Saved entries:
▼

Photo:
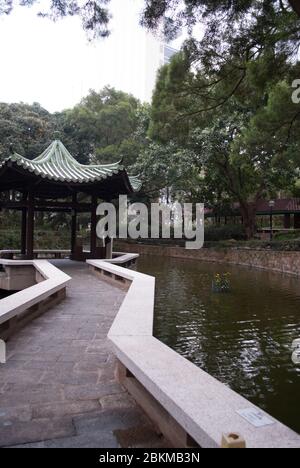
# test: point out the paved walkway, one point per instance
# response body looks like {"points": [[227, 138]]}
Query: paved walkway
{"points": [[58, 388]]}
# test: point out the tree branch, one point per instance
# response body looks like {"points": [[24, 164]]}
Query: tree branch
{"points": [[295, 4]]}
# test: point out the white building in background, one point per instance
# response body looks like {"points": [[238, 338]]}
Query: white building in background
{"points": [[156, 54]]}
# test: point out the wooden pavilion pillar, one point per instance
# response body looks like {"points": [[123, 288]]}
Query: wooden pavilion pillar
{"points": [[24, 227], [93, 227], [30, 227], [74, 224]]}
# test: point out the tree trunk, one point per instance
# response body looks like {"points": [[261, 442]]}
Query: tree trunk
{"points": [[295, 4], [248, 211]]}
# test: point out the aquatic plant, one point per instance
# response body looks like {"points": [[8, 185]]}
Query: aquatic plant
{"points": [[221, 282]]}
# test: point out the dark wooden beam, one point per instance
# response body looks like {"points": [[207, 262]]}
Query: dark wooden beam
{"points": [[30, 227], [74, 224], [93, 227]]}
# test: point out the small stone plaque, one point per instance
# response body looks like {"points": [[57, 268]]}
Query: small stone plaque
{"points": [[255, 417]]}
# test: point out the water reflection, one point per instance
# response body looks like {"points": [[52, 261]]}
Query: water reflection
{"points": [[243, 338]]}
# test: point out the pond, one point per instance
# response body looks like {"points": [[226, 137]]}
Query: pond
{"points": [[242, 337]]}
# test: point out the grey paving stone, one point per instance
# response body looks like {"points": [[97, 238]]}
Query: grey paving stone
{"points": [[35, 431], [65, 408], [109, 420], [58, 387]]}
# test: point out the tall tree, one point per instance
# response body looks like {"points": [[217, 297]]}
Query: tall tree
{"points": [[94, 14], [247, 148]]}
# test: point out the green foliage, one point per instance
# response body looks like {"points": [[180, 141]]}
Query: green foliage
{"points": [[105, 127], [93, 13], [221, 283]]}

▲

Goal -
Starting at the line that contains "# test: point out the green" and continuing to the end of the records, put each line into a JSON list of strings, one string per line, with blank lines omitted.

Answer to the task -
[
  "# test: point out the green foliage, one point per instance",
  "# response body looks like {\"points\": [[180, 141]]}",
  "Query: green foliage",
  "{\"points\": [[105, 127], [93, 13], [221, 283]]}"
]